*** INPUT RECORDS

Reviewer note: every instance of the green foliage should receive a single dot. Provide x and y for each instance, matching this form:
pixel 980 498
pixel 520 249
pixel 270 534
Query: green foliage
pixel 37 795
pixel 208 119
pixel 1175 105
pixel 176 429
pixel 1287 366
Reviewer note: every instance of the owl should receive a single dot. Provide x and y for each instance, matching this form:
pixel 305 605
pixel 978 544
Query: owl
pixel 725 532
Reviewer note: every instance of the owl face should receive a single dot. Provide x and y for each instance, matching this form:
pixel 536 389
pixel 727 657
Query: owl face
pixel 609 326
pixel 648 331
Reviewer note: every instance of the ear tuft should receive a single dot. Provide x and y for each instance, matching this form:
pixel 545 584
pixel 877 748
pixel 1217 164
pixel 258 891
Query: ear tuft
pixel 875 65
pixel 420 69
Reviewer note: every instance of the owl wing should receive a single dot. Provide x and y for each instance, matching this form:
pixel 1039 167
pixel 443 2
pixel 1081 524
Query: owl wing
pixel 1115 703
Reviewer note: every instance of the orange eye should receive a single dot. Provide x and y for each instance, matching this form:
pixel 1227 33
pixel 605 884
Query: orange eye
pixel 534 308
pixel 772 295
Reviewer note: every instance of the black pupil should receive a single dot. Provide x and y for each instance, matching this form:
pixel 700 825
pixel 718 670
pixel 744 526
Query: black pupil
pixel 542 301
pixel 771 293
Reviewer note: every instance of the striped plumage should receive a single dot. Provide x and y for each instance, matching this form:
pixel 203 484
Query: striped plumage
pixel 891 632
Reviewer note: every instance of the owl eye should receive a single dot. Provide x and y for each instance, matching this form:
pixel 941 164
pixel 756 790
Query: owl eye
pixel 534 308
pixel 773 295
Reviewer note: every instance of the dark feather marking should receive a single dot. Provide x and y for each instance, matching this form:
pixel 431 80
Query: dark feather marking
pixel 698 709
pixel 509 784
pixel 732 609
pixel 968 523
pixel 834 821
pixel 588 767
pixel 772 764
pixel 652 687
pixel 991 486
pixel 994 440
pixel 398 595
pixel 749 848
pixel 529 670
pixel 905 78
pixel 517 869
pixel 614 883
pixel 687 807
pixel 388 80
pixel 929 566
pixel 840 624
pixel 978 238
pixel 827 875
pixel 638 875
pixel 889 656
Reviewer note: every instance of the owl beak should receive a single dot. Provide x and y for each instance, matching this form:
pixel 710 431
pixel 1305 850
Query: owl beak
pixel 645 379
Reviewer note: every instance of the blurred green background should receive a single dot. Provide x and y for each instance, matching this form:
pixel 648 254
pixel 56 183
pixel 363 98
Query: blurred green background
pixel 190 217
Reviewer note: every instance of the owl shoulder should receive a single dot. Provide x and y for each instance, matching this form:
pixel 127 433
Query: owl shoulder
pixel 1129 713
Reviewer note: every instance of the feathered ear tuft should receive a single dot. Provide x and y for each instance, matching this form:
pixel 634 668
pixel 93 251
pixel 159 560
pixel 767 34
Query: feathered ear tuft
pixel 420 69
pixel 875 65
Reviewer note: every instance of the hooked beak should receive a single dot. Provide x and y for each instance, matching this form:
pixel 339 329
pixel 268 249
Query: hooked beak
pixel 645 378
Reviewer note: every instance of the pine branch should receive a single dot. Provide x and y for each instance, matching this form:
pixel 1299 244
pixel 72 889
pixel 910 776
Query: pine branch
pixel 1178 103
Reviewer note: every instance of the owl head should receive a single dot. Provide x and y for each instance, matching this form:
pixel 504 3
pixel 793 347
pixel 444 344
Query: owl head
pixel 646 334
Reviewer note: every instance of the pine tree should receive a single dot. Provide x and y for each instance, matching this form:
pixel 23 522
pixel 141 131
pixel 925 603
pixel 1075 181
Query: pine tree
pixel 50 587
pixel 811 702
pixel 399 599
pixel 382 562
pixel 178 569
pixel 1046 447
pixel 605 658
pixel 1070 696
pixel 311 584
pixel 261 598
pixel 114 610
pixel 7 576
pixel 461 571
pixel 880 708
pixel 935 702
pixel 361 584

******

EXERCISE DESCRIPTION: For every entry in the records above, write an exact copy.

EXPECTED OUTPUT:
Reviewer note: every instance of the green foliage should receive a single dot. Provide x and y for each instance, matching this form:
pixel 980 498
pixel 520 249
pixel 270 534
Query: green foliage
pixel 37 795
pixel 208 119
pixel 1175 105
pixel 176 429
pixel 1287 366
Reviewer note: every instance of the owl should receive a single dot. Provide x and y for each instance, matching this form:
pixel 305 605
pixel 978 544
Query: owl
pixel 725 532
Reviewer note: every instance of the owl face should receive a single dot. Provide x and y for each instance, matching this form:
pixel 536 389
pixel 727 657
Query: owl face
pixel 609 326
pixel 648 331
Reviewer note: every instance of the ear tuft should receive a single dot. Provide x and y for each instance, matching this form:
pixel 545 584
pixel 877 748
pixel 1217 164
pixel 258 891
Query: ear tuft
pixel 875 65
pixel 420 69
Reviewer note: every instance of the owl wing should receive a single dot. Provide x and y for each instance, matching this form:
pixel 1039 167
pixel 443 2
pixel 1081 524
Query: owl wing
pixel 1115 703
Reviewer note: every instance of the orange eye should receive a single dot. Provide x and y for each instance, matching this form:
pixel 1227 33
pixel 605 884
Query: orange eye
pixel 534 308
pixel 772 295
Reviewer note: every instance of the black pupil should receive a single dot. Provide x and y for each instance, matching this form:
pixel 700 825
pixel 718 670
pixel 744 526
Query: black pupil
pixel 542 301
pixel 771 293
Reviewer note: every instance of the striped plumage should receive a single dot. Provide x and y for each instance, matching this form:
pixel 203 484
Query: striped plumage
pixel 891 632
Reviewer note: every instance of the owl eye should receive a single dot. Provide x and y for each instance, matching this form:
pixel 941 164
pixel 756 790
Query: owl eye
pixel 534 308
pixel 773 295
Reviewer note: every instance of the dark feather marking should receive a single dot. Provide x and y for each instance, matching this form:
pixel 431 80
Query: dark feather marking
pixel 698 709
pixel 509 784
pixel 732 609
pixel 968 523
pixel 834 821
pixel 588 767
pixel 772 764
pixel 652 687
pixel 991 486
pixel 994 440
pixel 398 595
pixel 749 848
pixel 529 670
pixel 905 78
pixel 517 869
pixel 614 883
pixel 687 807
pixel 388 80
pixel 929 566
pixel 840 624
pixel 978 238
pixel 827 875
pixel 638 875
pixel 889 656
Reviewer note: every instance of the owl beak should receive a single dot. Provide x and y for each instance, matching this form:
pixel 710 431
pixel 1305 850
Query: owl beak
pixel 645 379
Reviewer note: every instance of the blurred green background should receive a single dot. Provide x and y for each instance, matching this form:
pixel 648 254
pixel 56 183
pixel 363 98
Query: blurred green background
pixel 190 217
Reviewer note: every instance of the owl shoulder should receive a single dot. Provide x and y for each instance, matching this form:
pixel 127 433
Query: owl shoulder
pixel 1129 713
Reviewer note: every instance of the feathered ear tuft should receive a single dot. Provide x and y for each instance, matching this form:
pixel 634 668
pixel 93 251
pixel 159 560
pixel 767 34
Query: feathered ear tuft
pixel 420 69
pixel 875 65
Reviewer note: every instance of the hooked beak should receive a single dot. Provide x and y for each instance, matching this form:
pixel 339 329
pixel 268 249
Query: hooked beak
pixel 645 378
Reviewer note: every instance of the pine branch should receive a single dot. Provide x and y for each instance, matching this form:
pixel 1299 244
pixel 72 889
pixel 910 776
Query: pine branch
pixel 1178 103
Reviewer note: every instance of the owl head should receive a single dot. Provide x and y for each instance, matching this form:
pixel 504 3
pixel 793 347
pixel 444 344
Query: owl head
pixel 646 334
Reviewer note: every instance of the pine tree should receive a single dot. Provide x and y for each instance, matching this form:
pixel 23 522
pixel 141 131
pixel 925 603
pixel 1075 181
Query: pine tree
pixel 50 587
pixel 811 702
pixel 399 599
pixel 382 562
pixel 178 569
pixel 1046 447
pixel 605 658
pixel 1070 696
pixel 311 584
pixel 261 598
pixel 114 610
pixel 7 576
pixel 461 571
pixel 880 708
pixel 935 702
pixel 361 584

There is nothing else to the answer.